START Input material

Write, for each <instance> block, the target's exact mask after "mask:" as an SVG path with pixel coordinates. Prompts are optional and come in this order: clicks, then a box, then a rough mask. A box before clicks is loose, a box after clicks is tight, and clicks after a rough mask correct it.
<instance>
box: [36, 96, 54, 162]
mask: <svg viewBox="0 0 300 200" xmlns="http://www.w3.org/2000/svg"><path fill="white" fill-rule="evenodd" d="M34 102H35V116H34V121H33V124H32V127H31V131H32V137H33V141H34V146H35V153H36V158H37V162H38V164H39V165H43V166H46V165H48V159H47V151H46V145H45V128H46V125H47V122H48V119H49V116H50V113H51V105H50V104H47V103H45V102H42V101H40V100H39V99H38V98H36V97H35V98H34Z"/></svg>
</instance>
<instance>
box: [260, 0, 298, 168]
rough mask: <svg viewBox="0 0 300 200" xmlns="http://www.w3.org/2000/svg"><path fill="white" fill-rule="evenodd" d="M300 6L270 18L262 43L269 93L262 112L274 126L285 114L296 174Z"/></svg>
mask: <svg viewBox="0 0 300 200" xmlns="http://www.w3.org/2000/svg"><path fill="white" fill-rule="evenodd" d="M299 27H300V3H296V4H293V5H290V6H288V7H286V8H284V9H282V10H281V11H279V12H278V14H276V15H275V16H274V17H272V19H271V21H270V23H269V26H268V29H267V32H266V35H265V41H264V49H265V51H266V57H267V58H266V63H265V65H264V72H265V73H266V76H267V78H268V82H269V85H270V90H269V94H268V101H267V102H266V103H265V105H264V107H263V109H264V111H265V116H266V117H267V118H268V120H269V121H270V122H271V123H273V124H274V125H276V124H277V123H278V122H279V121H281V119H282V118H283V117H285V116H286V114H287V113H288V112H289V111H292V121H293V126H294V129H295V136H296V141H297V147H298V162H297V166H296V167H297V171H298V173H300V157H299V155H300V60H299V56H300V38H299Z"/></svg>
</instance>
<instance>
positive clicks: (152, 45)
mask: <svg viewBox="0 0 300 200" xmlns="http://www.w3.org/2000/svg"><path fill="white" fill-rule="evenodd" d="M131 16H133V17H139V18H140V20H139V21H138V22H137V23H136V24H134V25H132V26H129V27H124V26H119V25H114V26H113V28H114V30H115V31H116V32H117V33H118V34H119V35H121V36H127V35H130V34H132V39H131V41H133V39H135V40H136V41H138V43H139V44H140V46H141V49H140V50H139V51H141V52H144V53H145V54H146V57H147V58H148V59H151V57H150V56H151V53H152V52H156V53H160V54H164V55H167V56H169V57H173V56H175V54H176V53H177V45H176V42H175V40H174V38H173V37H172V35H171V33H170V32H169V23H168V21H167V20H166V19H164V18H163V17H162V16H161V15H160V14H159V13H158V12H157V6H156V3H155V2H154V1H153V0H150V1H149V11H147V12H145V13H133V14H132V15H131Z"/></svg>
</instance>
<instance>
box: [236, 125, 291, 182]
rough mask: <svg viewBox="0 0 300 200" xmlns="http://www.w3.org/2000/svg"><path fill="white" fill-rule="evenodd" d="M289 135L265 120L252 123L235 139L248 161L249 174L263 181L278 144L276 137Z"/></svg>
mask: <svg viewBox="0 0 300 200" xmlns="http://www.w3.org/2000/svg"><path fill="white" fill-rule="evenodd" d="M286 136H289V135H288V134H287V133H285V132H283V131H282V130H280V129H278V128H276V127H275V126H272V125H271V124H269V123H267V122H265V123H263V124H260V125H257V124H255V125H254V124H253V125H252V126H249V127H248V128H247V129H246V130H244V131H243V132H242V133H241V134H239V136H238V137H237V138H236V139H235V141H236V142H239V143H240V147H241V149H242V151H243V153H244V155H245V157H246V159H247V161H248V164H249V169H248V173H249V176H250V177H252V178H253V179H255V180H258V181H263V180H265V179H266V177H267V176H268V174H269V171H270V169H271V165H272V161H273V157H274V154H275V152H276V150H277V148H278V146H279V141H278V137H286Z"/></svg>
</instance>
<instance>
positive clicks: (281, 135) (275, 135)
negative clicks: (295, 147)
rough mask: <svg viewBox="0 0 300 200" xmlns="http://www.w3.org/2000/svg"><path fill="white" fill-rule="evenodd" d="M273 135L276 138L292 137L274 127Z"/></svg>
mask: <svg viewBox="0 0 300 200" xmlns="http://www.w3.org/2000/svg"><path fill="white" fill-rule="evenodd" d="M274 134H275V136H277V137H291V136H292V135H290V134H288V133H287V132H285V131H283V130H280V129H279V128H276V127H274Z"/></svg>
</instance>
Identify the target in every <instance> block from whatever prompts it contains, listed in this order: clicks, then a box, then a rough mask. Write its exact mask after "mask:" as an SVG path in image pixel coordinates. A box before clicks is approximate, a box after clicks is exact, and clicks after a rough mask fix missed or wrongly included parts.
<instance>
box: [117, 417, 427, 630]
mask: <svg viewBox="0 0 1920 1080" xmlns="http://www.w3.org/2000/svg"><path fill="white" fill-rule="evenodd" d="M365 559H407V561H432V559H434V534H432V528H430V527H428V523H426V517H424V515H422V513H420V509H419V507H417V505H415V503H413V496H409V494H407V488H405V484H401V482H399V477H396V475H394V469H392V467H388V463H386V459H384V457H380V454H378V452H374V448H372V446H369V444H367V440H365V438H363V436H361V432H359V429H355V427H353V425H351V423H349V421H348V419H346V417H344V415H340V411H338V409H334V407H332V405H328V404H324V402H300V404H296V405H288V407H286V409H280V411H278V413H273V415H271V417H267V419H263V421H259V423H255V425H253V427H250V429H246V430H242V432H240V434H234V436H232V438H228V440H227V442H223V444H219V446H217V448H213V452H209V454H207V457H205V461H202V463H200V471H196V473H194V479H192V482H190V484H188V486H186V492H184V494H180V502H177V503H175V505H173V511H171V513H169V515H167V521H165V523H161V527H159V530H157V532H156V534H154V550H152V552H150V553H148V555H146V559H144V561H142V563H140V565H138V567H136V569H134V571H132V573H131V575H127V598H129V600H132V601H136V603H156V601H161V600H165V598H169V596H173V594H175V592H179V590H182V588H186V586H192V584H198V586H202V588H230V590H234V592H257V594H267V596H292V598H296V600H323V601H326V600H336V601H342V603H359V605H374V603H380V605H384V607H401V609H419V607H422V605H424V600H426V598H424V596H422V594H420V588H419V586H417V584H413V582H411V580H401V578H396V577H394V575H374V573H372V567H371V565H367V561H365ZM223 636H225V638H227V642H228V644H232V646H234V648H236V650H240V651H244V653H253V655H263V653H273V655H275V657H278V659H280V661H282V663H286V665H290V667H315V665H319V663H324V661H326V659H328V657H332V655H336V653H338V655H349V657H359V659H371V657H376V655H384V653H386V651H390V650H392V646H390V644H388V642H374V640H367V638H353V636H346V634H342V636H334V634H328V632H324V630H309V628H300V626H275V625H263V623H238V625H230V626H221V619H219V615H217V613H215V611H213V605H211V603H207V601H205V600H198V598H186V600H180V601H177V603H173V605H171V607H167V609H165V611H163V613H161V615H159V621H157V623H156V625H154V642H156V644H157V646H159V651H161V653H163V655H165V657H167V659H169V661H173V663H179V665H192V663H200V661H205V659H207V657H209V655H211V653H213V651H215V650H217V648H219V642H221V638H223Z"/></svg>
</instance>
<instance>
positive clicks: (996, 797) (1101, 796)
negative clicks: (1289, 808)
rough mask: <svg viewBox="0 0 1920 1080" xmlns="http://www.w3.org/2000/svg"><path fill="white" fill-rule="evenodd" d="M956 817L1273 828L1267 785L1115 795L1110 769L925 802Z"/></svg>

END Input material

Exactly as they appear above, the records are to be transcribed in full.

Write, for each <instance> block, the target's exact mask after "mask:" as an SVG path with pixel coordinates. Prompts are optional and come in this order: clicks, then a box, then a rough mask. A box before clicks is loose, a box after clicks is tight, and clicks after a rough mask correct it.
<instance>
box: [36, 96, 54, 162]
mask: <svg viewBox="0 0 300 200" xmlns="http://www.w3.org/2000/svg"><path fill="white" fill-rule="evenodd" d="M34 102H35V116H34V121H33V124H32V127H31V131H32V137H33V141H34V146H35V153H36V158H37V162H38V164H39V165H43V166H46V165H48V159H47V151H46V145H45V128H46V125H47V122H48V119H49V116H50V113H51V105H50V104H47V103H45V102H42V101H40V100H39V99H38V98H36V97H35V98H34Z"/></svg>
</instance>
<instance>
box: [260, 0, 298, 168]
rough mask: <svg viewBox="0 0 300 200" xmlns="http://www.w3.org/2000/svg"><path fill="white" fill-rule="evenodd" d="M300 6L270 18L262 43L269 93L262 112L274 126L285 114L296 174Z"/></svg>
mask: <svg viewBox="0 0 300 200" xmlns="http://www.w3.org/2000/svg"><path fill="white" fill-rule="evenodd" d="M299 27H300V3H296V4H293V5H290V6H288V7H286V8H284V9H282V10H281V11H279V12H278V14H276V15H275V16H274V17H272V19H271V21H270V23H269V26H268V29H267V32H266V35H265V41H264V49H265V51H266V57H267V58H266V63H265V65H264V72H265V73H266V76H267V78H268V82H269V85H270V90H269V94H268V101H267V102H266V103H265V105H264V107H263V109H264V111H265V116H266V117H267V118H268V120H269V121H270V122H271V123H273V124H274V125H276V124H277V123H278V122H279V121H281V119H282V118H283V117H285V116H286V114H287V113H288V112H289V111H292V121H293V126H294V129H295V136H296V141H297V147H298V162H297V166H296V167H297V171H298V173H300V157H299V155H300V60H299V56H300V38H299Z"/></svg>
</instance>
<instance>
positive clicks: (152, 45)
mask: <svg viewBox="0 0 300 200" xmlns="http://www.w3.org/2000/svg"><path fill="white" fill-rule="evenodd" d="M131 16H133V17H139V18H140V20H139V21H138V22H137V23H136V24H134V25H132V26H129V27H124V26H119V25H114V26H113V28H114V30H115V31H116V32H117V33H118V34H119V35H121V36H127V35H130V34H132V39H131V41H133V39H135V40H136V41H138V43H139V44H140V46H141V49H140V50H139V51H141V52H144V53H145V54H146V57H147V58H148V59H151V57H150V56H151V53H152V52H156V53H160V54H164V55H167V56H169V57H173V56H175V54H176V53H177V45H176V42H175V40H174V38H173V37H172V35H171V33H170V32H169V23H168V21H167V20H166V19H164V18H163V17H162V16H161V15H160V14H159V13H158V12H157V6H156V3H155V2H154V1H153V0H150V1H149V11H147V12H145V13H133V14H132V15H131Z"/></svg>
</instance>
<instance>
box: [236, 125, 291, 182]
rough mask: <svg viewBox="0 0 300 200" xmlns="http://www.w3.org/2000/svg"><path fill="white" fill-rule="evenodd" d="M289 135L265 120L252 123L235 139L248 161L249 174L263 181L278 144L276 137Z"/></svg>
mask: <svg viewBox="0 0 300 200" xmlns="http://www.w3.org/2000/svg"><path fill="white" fill-rule="evenodd" d="M286 136H289V135H288V134H287V133H285V132H283V131H282V130H280V129H278V128H276V127H275V126H272V125H271V124H269V123H267V122H265V123H263V124H260V125H257V124H255V125H254V124H253V125H252V126H249V127H248V128H247V129H246V130H244V131H243V132H242V133H241V134H239V136H238V137H237V138H236V139H235V141H236V142H239V143H240V147H241V149H242V151H243V153H244V155H245V157H246V159H247V161H248V164H249V169H248V173H249V176H250V177H252V178H253V179H255V180H258V181H263V180H265V179H266V177H267V176H268V174H269V171H270V169H271V165H272V161H273V157H274V154H275V152H276V150H277V148H278V146H279V141H278V137H286Z"/></svg>
</instance>
<instance>
positive clicks: (281, 135) (275, 135)
negative clicks: (295, 147)
rough mask: <svg viewBox="0 0 300 200" xmlns="http://www.w3.org/2000/svg"><path fill="white" fill-rule="evenodd" d="M273 135L276 138L292 137L274 127Z"/></svg>
mask: <svg viewBox="0 0 300 200" xmlns="http://www.w3.org/2000/svg"><path fill="white" fill-rule="evenodd" d="M274 134H275V136H277V137H291V136H292V135H290V134H288V133H287V132H285V131H283V130H280V129H279V128H276V127H274Z"/></svg>
</instance>
Identify the target in every <instance> block from whatever prompts it contains, listed in this order: clicks, then a box, then a rough mask. Write its exact mask after "mask:" as an SVG path in image pixel coordinates. A box before clicks is approximate, a box after clicks is exact, and clicks after a rough mask fix missed or wrongly included parts.
<instance>
box: [117, 417, 427, 630]
mask: <svg viewBox="0 0 1920 1080" xmlns="http://www.w3.org/2000/svg"><path fill="white" fill-rule="evenodd" d="M365 559H407V561H432V559H434V534H432V528H430V527H428V523H426V517H424V515H422V513H420V509H419V507H417V505H415V503H413V496H409V494H407V488H405V484H401V482H399V477H396V475H394V469H392V467H388V463H386V459H384V457H380V454H378V452H374V448H372V446H369V444H367V440H365V438H363V436H361V432H359V429H355V427H353V425H351V423H349V421H348V419H346V417H344V415H340V411H338V409H334V407H332V405H328V404H324V402H300V404H296V405H288V407H286V409H280V411H278V413H273V415H271V417H267V419H263V421H259V423H255V425H253V427H250V429H246V430H242V432H240V434H234V436H232V438H228V440H227V442H223V444H219V446H217V448H213V452H209V454H207V457H205V461H202V463H200V471H196V473H194V479H192V482H190V484H188V486H186V492H184V494H180V502H177V503H175V505H173V511H171V513H169V515H167V521H165V523H161V527H159V530H157V532H156V534H154V550H152V552H150V553H148V555H146V559H144V561H142V563H140V565H138V567H136V569H134V571H132V573H131V575H127V598H129V600H132V601H136V603H156V601H161V600H165V598H169V596H173V594H175V592H179V590H182V588H186V586H192V584H198V586H202V588H230V590H234V592H257V594H267V596H292V598H296V600H323V601H326V600H336V601H342V603H359V605H374V603H380V605H384V607H401V609H419V607H422V605H424V600H426V598H424V596H422V594H420V588H419V586H417V584H413V582H411V580H401V578H396V577H394V575H374V573H372V567H371V565H367V561H365ZM223 636H225V638H227V642H228V644H232V646H234V648H236V650H240V651H244V653H253V655H263V653H273V655H275V657H278V659H280V661H282V663H286V665H290V667H315V665H319V663H324V661H326V659H328V657H332V655H336V653H338V655H349V657H359V659H371V657H376V655H384V653H386V651H390V650H392V646H390V644H388V642H374V640H367V638H353V636H346V634H342V636H334V634H328V632H324V630H309V628H300V626H275V625H263V623H238V625H230V626H221V619H219V615H217V613H215V611H213V605H211V603H207V601H205V600H198V598H186V600H180V601H177V603H173V605H171V607H167V609H165V611H163V613H161V615H159V621H157V623H156V625H154V642H156V644H157V646H159V651H161V653H163V655H165V657H167V659H169V661H173V663H179V665H192V663H200V661H205V659H207V657H209V655H211V653H213V651H215V650H217V648H219V642H221V638H223Z"/></svg>
</instance>
<instance>
positive clicks: (996, 797) (1101, 796)
negative clicks: (1289, 808)
rough mask: <svg viewBox="0 0 1920 1080" xmlns="http://www.w3.org/2000/svg"><path fill="white" fill-rule="evenodd" d="M956 817L1273 828L1267 785L1115 795L1110 769L925 802Z"/></svg>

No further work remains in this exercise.